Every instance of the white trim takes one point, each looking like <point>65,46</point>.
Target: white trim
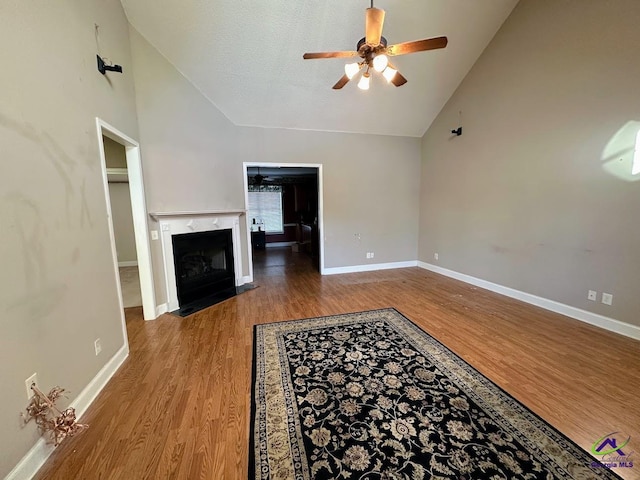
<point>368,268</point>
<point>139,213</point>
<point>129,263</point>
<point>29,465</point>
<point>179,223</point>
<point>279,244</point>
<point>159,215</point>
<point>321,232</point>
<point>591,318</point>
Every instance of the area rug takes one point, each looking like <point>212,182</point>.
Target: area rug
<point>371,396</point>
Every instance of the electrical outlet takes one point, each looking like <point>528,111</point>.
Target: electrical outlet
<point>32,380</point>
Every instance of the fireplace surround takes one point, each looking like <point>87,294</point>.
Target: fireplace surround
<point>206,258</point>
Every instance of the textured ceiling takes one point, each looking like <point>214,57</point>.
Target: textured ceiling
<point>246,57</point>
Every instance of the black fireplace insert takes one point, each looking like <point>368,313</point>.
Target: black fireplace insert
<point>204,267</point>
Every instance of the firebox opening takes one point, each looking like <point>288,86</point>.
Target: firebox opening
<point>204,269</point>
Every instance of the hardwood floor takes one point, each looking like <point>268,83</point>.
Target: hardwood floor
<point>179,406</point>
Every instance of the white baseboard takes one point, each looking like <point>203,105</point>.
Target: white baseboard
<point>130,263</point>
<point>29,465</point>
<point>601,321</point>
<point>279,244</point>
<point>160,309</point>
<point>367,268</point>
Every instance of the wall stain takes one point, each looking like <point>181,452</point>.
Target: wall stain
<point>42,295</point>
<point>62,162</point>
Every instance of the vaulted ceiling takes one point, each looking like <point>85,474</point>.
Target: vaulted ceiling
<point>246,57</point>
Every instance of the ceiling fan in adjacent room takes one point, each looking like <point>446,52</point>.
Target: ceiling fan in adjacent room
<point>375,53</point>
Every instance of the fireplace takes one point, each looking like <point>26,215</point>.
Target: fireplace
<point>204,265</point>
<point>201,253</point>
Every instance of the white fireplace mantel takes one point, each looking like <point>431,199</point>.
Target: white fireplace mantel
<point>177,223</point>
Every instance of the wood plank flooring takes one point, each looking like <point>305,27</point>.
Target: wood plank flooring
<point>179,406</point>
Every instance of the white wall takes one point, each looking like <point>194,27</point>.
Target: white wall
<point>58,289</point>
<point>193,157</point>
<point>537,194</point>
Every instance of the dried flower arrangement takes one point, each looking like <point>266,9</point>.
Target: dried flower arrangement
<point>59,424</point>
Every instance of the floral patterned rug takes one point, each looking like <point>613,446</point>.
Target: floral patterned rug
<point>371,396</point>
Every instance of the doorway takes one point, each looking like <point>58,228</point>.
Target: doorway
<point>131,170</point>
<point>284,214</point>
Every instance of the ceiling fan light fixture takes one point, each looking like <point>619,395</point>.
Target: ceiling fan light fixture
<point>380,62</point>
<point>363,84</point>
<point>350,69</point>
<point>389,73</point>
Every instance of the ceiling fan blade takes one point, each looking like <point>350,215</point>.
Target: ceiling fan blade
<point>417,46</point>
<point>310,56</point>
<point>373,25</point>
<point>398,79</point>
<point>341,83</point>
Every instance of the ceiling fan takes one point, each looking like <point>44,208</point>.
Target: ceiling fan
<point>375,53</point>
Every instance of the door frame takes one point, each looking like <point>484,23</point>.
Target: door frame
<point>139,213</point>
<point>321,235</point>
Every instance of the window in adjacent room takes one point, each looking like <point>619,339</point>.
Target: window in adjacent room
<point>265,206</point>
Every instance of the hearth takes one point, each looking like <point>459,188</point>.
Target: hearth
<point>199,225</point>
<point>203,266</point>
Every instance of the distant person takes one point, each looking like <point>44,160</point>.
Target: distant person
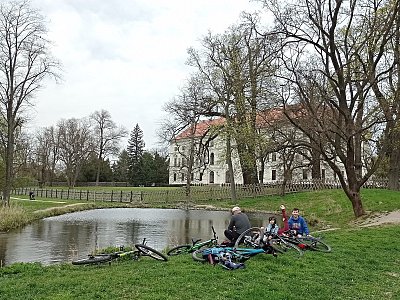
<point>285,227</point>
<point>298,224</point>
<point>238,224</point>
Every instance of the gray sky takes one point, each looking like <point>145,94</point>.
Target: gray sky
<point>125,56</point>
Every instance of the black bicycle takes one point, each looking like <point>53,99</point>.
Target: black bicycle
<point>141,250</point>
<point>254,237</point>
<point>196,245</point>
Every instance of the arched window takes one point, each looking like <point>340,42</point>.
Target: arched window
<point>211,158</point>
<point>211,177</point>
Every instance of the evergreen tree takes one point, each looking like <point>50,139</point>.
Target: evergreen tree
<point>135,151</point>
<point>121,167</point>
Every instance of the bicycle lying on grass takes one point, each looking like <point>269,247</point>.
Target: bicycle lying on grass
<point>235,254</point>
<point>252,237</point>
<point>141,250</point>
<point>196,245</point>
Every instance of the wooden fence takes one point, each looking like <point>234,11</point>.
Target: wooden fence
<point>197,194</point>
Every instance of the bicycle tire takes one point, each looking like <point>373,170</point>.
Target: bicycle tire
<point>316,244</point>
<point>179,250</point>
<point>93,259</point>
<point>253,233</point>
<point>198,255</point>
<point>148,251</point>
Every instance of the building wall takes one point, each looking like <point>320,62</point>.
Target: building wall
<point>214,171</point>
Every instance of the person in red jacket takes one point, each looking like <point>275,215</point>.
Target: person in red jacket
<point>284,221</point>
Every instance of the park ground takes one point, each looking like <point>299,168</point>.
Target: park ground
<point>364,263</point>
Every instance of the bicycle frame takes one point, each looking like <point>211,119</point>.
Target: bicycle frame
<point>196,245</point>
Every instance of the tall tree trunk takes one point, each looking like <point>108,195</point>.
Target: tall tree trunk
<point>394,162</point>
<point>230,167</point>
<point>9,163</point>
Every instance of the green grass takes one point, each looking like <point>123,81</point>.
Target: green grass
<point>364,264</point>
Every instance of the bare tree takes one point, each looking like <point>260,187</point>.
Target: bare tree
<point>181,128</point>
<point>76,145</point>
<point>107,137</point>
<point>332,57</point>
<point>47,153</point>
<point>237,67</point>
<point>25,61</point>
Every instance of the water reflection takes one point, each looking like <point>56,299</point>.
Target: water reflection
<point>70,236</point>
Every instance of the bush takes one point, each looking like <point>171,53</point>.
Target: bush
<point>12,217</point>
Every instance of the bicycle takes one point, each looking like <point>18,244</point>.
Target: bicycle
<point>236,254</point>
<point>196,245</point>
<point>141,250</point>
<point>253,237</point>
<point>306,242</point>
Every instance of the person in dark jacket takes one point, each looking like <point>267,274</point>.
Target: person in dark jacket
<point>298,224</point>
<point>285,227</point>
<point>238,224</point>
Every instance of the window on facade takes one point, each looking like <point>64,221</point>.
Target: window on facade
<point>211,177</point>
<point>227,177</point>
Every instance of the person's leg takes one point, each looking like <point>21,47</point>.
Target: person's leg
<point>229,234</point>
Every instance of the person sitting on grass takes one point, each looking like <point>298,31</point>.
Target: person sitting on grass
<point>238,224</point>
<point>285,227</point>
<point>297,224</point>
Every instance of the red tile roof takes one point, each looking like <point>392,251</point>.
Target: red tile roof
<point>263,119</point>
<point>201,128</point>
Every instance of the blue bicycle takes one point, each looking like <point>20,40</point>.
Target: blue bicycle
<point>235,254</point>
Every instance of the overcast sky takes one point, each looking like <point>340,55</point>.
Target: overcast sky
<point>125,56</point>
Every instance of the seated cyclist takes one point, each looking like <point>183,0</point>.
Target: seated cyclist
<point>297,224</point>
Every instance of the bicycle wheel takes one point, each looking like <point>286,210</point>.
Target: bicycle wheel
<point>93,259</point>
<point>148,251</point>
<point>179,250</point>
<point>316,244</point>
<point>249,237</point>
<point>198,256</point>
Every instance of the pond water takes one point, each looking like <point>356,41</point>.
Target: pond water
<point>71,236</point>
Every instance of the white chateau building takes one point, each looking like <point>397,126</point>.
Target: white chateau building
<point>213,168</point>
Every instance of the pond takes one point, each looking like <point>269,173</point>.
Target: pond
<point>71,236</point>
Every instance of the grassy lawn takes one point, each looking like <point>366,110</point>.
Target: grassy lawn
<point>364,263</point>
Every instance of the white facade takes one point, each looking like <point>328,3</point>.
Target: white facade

==

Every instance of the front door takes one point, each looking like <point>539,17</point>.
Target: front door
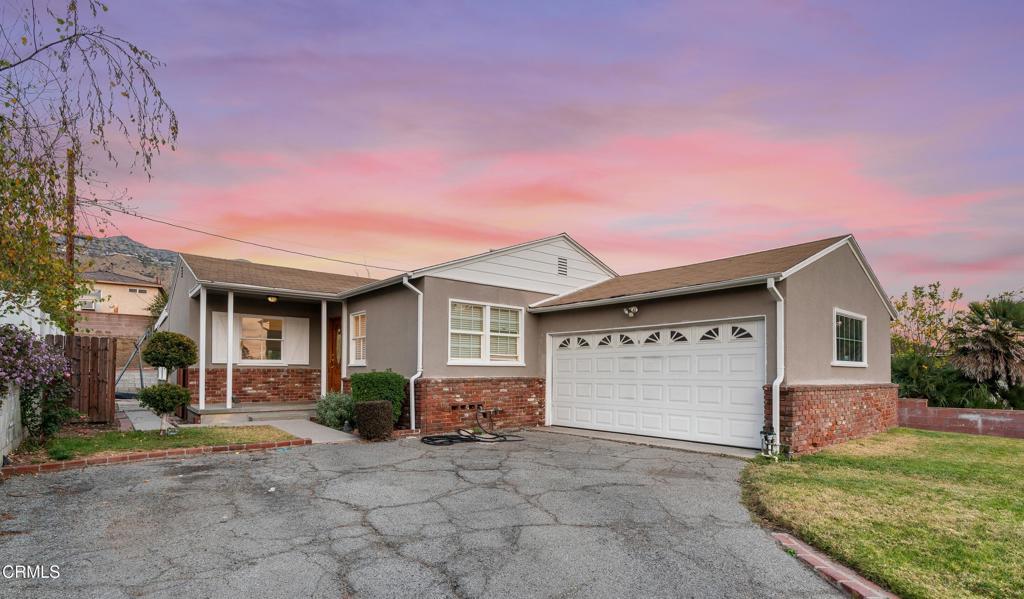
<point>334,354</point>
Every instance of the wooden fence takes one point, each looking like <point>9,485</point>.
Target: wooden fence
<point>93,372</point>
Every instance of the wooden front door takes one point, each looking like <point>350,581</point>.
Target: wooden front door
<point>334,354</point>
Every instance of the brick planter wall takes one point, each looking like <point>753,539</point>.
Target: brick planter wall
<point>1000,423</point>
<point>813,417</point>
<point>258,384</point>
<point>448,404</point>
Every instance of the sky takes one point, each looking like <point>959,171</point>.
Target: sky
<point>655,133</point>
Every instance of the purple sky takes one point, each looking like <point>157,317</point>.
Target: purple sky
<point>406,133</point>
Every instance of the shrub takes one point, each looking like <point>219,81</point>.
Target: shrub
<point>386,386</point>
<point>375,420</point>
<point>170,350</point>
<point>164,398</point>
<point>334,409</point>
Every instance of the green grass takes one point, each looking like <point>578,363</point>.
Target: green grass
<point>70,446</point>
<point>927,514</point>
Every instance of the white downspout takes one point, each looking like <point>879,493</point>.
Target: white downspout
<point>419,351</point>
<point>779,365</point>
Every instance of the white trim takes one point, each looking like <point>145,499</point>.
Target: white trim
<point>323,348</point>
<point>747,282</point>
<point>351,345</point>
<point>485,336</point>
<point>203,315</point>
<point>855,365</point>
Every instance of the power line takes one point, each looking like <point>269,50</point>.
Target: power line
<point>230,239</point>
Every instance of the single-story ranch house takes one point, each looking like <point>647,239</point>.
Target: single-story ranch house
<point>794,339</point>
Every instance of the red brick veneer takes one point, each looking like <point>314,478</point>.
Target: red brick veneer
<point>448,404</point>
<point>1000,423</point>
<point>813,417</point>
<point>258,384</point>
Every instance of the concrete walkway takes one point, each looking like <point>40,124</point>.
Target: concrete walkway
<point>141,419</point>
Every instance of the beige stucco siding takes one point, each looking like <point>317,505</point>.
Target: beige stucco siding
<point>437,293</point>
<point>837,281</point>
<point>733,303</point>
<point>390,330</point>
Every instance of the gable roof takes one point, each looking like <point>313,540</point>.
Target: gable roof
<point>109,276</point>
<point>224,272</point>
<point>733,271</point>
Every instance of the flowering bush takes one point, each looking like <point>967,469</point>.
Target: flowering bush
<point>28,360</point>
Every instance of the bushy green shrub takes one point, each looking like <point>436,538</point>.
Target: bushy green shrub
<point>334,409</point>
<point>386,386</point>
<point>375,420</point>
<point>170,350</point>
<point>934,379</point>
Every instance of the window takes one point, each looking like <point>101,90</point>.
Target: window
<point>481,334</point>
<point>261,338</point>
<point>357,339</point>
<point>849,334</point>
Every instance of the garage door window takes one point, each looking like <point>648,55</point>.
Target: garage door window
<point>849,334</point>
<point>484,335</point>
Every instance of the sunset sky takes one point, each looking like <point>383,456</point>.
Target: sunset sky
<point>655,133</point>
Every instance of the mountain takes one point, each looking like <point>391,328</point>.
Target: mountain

Stated goal: Copy out the lines of the entries above word for word, starting at the line that contains "Every instance of the white fireplace" and ending at the line that contains "<point>59,424</point>".

Task output:
Every instance of the white fireplace mantel takes one point, each looking like <point>431,199</point>.
Target: white fireplace mantel
<point>177,223</point>
Every instance of the wood plank flooring takes one point, each looking like <point>305,27</point>.
Target: wood plank flooring
<point>179,406</point>
Every instance of the white wall takes one point, each looking like <point>194,27</point>.
Target: white wall
<point>58,289</point>
<point>193,157</point>
<point>537,194</point>
Every instance of the dried flower arrangement takes one point, each looking like <point>266,9</point>.
Target: dried flower arrangement
<point>59,424</point>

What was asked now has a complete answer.